PROBLEM REQUIREMENTS: Rewrite the listing below with every "place a dot" changed to "put a mark", keeping all other text the same.

DATA FOR THIS TASK:
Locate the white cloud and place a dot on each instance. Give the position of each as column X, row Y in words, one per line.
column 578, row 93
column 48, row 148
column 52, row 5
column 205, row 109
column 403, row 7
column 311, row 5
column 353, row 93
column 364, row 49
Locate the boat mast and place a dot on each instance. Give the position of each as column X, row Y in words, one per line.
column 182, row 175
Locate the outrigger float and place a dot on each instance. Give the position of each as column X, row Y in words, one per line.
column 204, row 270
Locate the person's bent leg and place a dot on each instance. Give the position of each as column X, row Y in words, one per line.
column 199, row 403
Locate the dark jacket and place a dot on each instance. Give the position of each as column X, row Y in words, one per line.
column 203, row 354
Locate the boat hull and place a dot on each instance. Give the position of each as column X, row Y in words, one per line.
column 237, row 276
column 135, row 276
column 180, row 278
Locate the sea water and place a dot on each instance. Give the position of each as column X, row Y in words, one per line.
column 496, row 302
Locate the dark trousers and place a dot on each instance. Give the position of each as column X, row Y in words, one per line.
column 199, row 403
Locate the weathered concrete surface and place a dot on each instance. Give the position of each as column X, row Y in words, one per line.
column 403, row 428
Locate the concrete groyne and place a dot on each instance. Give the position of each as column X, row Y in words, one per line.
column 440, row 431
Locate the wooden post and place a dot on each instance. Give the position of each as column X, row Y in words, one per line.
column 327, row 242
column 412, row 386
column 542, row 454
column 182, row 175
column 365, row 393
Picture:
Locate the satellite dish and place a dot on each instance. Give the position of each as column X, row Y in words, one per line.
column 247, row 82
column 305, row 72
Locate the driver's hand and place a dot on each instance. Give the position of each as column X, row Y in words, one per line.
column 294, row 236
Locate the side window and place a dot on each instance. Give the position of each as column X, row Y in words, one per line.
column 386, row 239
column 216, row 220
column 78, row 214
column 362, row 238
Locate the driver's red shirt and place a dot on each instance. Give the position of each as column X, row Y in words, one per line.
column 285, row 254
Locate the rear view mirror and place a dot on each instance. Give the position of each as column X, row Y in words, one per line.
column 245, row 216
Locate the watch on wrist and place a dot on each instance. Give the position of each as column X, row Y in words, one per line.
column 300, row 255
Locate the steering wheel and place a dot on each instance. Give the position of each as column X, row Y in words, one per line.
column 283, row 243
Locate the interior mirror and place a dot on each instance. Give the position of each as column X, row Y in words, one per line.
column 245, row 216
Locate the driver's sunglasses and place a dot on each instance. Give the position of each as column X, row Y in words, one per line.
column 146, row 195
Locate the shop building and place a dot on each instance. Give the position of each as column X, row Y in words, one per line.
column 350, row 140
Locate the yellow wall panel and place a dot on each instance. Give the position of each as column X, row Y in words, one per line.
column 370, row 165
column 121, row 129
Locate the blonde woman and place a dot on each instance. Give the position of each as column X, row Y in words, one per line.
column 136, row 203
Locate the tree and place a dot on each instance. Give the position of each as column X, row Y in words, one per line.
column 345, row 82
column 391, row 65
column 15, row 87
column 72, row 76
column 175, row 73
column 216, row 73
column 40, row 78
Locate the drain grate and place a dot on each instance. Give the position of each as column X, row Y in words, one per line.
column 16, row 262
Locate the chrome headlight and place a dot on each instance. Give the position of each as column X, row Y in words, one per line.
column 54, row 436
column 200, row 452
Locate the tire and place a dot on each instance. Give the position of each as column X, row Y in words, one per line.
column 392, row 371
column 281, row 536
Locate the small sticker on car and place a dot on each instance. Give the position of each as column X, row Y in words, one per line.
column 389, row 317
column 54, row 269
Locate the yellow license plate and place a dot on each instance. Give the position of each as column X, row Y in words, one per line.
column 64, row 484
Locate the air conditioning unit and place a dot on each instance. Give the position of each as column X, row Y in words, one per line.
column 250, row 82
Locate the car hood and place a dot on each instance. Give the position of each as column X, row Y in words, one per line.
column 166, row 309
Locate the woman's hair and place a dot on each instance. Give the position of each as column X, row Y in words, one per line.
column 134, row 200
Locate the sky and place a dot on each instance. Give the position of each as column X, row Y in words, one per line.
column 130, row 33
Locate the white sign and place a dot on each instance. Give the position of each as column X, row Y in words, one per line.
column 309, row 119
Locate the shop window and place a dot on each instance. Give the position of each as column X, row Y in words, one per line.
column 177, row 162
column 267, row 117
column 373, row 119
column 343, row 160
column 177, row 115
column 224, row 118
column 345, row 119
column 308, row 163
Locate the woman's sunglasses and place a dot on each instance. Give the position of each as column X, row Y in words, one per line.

THE OUTPUT:
Locate the white cloud and put a mark on each instance. Give the position of each as column X, row Y in words, one per line.
column 578, row 93
column 48, row 148
column 52, row 5
column 205, row 109
column 403, row 7
column 311, row 5
column 353, row 93
column 364, row 49
Locate the boat mast and put a mark on each instance. Give the position of each as column X, row Y in words, one per line.
column 182, row 175
Locate the outrigger float and put a mark on each instance. Give the position of each as column X, row Y in words, one per line.
column 204, row 270
Locate the person's bent leg and put a mark on each instance. Give the position of each as column X, row Y in words, one per line.
column 199, row 403
Locate the dark jacket and put a mark on each instance. Give the position of each as column X, row Y in words, one per line.
column 203, row 354
Locate the boat hull and put a mark on each instance. Give the position of each as column X, row Y in words, one per line.
column 237, row 276
column 135, row 276
column 180, row 278
Locate the sea water and put a mark on each instance. Give the position of each as column X, row Y in words, one per line.
column 496, row 302
Locate the dark trousers and put a mark on each instance. Give the position of each as column X, row Y in words, one per line.
column 199, row 403
Locate the weathered concrete surface and put a mark on each instance. Give the position of each as column X, row Y in words, one per line.
column 403, row 428
Locate the concrete groyne and put a mark on each instance. Give the position of each as column X, row Y in words, one per line.
column 440, row 431
Locate the wooden post and put a mark on each instance. Give the position of each as column X, row Y in words, one per line.
column 327, row 242
column 412, row 386
column 542, row 454
column 182, row 175
column 365, row 393
Picture:
Locate the satellite dish and put a mark on each instance. Give the position of each as column X, row Y in words, one per line.
column 247, row 82
column 305, row 72
Locate the driver's hand and put a mark on each instance. Give the position of each as column X, row Y in words, one per line.
column 294, row 236
Locate the side window and put a mark on each instance. Give the position of each as column X, row Y in words, one per line.
column 386, row 239
column 216, row 220
column 78, row 214
column 362, row 238
Locate the driver's red shirt and put a mark on each instance. Give the position of each as column X, row Y in words, one per line.
column 285, row 254
Locate the rear view mirror and put a mark on each instance. Give the position of each as column X, row Y in words, one per line.
column 245, row 216
Locate the watch on wrist and put a mark on each instance. Give the position of each as column X, row Y in words, one per line.
column 300, row 255
Locate the steering wheel and put a mark on each instance. Give the position of each as column X, row Y in words, one per line.
column 283, row 243
Locate the interior mirror and put a mark on each instance. Give the position of each as column X, row Y in words, one per line.
column 245, row 216
Locate the driver's sunglasses and put a mark on each instance. Give the position of each as column X, row Y in words, one per line.
column 146, row 195
Locate the shop building and put a mark on each instance. Give the position of each as column X, row Y in words, one per line.
column 350, row 140
Locate the yellow wall panel and put a mark on each instance. Give the position of each as column X, row Y in words, one per line.
column 370, row 165
column 121, row 129
Locate the blonde woman and put a mark on each instance. Give the position of each as column X, row Y in words, one per line.
column 136, row 203
Locate the tree and put a mark on each instance. Give the position of each as column X, row Y in words, one per line.
column 345, row 82
column 391, row 65
column 15, row 87
column 72, row 76
column 175, row 73
column 216, row 73
column 40, row 78
Locate the drain grate and put a mark on each instance. Give the position of each as column X, row Y in words, one per line.
column 16, row 262
Locate the chrome headlight and put a mark on each instance. Give the position of each as column X, row Y in words, one per line.
column 54, row 436
column 200, row 452
Locate the tire and put a mark on each instance. Give the position of each as column X, row Y in words, one per line.
column 392, row 371
column 281, row 536
Locate the small sticker on car and put a mark on each instance. Give the position of each as column X, row Y in words, one per line.
column 389, row 317
column 54, row 269
Locate the yellow license plate and put a mark on each instance. Give the position of each as column X, row Y in words, one per line.
column 64, row 484
Locate the air conditioning unit and put a mark on each instance. Give the position of each as column X, row Y in words, one per line.
column 250, row 82
Locate the car hood and put a mark on each instance. Give the position of each as column X, row Y in words, one per line.
column 166, row 309
Locate the woman's hair and put a mark on each instance. Give the position of each as column X, row Y in words, one per line.
column 134, row 200
Locate the sky and put a mark on each instance. Give the position of each as column X, row Y in words, one per line.
column 130, row 33
Locate the white sign and put a mark on each instance. Give the position of each as column X, row Y in words, one per line.
column 309, row 119
Locate the shop window and put a mark on each instance. Give the position of each as column X, row Y in words, one per line.
column 177, row 162
column 267, row 117
column 373, row 119
column 343, row 160
column 177, row 115
column 224, row 118
column 345, row 119
column 308, row 163
Locate the woman's sunglasses and put a mark on each instance. Give the position of each as column X, row Y in words, one per line.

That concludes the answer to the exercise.